**Data for this task**

:::::

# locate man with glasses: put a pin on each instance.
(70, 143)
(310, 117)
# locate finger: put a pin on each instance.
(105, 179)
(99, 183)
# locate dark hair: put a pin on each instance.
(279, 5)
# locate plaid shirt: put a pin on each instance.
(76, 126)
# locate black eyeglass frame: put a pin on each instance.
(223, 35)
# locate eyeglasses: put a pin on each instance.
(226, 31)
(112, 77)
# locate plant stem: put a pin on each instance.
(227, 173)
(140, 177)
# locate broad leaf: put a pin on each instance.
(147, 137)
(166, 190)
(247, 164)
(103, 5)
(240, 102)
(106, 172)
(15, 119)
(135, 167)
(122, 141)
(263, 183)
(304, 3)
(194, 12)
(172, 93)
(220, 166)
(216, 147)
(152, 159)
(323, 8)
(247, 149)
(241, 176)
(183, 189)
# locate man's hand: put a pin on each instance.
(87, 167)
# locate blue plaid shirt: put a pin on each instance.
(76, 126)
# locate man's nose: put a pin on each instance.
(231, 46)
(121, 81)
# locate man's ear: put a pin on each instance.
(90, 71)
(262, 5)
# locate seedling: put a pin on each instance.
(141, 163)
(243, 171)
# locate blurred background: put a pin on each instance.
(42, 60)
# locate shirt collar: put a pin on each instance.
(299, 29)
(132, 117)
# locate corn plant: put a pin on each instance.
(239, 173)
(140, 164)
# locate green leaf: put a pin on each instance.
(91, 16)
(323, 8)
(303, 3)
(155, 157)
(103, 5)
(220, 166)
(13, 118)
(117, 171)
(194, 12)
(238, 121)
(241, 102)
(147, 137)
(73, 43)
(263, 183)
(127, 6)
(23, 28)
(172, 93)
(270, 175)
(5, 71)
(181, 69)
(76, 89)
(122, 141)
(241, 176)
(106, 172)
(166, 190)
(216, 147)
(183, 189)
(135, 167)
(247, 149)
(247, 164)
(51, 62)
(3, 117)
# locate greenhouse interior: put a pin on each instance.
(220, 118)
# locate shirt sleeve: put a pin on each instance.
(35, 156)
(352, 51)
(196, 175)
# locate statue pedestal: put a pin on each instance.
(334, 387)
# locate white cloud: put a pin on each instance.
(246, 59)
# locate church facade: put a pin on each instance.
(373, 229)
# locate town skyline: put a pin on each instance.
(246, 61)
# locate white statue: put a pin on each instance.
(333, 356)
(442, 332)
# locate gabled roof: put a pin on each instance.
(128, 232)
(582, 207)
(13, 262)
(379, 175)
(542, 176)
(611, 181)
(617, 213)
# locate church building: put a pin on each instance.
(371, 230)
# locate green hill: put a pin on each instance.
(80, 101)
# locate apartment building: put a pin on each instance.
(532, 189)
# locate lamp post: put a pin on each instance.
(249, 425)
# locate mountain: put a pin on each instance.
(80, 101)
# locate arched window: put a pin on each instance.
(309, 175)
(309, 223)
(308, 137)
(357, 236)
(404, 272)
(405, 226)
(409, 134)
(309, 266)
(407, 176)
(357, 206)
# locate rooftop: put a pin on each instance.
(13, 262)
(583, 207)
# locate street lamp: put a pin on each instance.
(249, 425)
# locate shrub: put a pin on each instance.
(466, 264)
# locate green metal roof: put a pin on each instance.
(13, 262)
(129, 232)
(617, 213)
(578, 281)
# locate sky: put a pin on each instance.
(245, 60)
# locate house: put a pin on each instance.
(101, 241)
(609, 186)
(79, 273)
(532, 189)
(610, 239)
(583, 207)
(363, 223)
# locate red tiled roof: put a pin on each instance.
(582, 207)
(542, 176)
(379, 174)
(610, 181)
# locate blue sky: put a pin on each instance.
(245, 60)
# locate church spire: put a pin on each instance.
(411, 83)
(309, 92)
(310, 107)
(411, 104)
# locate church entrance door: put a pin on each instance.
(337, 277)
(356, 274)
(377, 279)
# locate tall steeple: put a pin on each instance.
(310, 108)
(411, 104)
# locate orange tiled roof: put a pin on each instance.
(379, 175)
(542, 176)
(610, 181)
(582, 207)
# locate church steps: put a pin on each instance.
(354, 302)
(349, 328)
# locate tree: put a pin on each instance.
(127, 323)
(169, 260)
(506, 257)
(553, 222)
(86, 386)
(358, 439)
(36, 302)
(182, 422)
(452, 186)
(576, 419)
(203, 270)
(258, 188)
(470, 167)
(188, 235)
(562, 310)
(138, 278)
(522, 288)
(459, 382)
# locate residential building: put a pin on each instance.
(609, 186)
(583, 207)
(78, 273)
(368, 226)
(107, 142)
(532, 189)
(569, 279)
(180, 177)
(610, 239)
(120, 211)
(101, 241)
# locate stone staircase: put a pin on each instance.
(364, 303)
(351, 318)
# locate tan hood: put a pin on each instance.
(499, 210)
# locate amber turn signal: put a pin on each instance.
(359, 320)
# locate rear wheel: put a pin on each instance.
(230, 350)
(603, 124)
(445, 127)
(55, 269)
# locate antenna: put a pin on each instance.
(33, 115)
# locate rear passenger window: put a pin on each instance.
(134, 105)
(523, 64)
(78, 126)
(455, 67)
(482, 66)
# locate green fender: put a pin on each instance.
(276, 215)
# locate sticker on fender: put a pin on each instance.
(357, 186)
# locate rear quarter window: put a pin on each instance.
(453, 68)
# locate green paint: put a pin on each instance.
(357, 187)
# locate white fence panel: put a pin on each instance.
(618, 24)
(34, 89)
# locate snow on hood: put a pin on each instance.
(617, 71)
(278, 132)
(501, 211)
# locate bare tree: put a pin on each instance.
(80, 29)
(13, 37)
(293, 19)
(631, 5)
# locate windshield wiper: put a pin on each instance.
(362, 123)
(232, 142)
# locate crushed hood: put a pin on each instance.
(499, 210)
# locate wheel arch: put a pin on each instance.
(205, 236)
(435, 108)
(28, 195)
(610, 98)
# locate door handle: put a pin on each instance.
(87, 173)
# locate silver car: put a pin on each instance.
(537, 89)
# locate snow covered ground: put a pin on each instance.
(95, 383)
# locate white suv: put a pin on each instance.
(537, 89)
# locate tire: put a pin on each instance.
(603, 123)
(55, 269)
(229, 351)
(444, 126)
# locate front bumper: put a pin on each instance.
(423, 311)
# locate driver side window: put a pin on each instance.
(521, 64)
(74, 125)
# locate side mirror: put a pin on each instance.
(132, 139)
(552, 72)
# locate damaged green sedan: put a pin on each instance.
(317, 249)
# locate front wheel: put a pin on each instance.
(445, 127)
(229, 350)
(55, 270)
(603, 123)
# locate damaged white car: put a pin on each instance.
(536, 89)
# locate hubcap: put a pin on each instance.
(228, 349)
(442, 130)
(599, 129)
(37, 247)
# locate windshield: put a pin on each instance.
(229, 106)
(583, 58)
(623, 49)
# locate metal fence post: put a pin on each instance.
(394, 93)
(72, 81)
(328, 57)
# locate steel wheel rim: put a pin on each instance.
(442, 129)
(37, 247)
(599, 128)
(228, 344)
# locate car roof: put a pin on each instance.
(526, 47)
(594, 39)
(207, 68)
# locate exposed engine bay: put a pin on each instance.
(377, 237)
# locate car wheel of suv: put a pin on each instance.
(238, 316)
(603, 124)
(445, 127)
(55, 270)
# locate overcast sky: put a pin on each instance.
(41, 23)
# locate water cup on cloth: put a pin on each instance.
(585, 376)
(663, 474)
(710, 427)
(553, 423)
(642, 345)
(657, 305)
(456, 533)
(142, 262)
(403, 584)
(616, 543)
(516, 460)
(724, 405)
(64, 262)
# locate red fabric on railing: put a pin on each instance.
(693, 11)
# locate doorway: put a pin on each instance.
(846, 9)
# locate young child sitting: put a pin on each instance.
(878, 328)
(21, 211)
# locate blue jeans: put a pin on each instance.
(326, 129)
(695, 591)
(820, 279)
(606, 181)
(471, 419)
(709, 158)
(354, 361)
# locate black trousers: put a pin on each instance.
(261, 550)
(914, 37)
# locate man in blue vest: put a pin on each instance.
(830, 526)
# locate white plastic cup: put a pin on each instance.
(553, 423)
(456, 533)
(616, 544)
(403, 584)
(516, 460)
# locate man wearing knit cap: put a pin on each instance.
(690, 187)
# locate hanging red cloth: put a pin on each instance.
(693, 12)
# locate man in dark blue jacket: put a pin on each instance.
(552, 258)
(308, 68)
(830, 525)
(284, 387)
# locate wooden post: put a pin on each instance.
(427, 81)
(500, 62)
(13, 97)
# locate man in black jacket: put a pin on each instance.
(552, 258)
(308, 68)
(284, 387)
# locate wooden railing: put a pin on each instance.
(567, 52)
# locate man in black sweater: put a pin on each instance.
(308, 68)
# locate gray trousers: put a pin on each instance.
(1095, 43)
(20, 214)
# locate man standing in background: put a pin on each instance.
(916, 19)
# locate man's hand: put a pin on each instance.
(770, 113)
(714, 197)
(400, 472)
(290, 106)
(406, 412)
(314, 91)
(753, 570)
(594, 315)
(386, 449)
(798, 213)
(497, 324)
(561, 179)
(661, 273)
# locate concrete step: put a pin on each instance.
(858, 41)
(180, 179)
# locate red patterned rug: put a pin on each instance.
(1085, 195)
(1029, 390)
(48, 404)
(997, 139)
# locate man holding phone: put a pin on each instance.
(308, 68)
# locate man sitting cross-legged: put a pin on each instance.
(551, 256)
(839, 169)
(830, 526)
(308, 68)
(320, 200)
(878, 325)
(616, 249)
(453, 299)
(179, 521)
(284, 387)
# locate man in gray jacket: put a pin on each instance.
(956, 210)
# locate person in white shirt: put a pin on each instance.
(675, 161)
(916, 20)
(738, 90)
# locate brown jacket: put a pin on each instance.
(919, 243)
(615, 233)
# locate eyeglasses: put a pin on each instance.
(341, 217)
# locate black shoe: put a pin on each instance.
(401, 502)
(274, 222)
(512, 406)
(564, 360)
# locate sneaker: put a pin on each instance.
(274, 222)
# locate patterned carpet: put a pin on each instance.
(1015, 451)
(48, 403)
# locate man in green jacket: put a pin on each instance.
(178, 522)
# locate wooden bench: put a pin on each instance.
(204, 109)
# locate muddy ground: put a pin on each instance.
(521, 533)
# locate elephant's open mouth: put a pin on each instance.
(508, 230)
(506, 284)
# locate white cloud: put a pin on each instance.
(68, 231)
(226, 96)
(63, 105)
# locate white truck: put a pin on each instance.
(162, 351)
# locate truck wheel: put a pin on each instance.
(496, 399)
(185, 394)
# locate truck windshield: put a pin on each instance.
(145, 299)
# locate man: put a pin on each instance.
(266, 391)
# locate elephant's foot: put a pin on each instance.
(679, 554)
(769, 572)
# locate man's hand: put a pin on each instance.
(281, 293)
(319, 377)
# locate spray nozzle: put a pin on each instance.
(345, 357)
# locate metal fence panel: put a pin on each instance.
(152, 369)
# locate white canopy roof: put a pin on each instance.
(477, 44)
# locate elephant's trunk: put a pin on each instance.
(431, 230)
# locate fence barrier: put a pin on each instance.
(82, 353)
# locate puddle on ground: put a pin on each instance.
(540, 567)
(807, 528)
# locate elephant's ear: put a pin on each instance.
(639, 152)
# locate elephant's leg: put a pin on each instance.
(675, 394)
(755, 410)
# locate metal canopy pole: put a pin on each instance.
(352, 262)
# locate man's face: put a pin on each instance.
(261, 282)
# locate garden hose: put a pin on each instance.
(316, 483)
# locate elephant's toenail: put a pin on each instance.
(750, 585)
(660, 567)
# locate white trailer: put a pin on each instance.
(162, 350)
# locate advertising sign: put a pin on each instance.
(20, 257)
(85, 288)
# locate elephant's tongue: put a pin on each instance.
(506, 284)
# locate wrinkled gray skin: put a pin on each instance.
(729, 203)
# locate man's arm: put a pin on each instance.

:::::

Only the lines from the one containing "# locate elephant's tongue: put" through the end of the listing should be copied, and they should be copied exactly.

**Answer space**
# locate elephant's tongue: put a pin on each instance.
(506, 284)
# locate wrinkled gray skin: put a pin on each instance.
(729, 203)
# locate man's arm: put a pin on each instance.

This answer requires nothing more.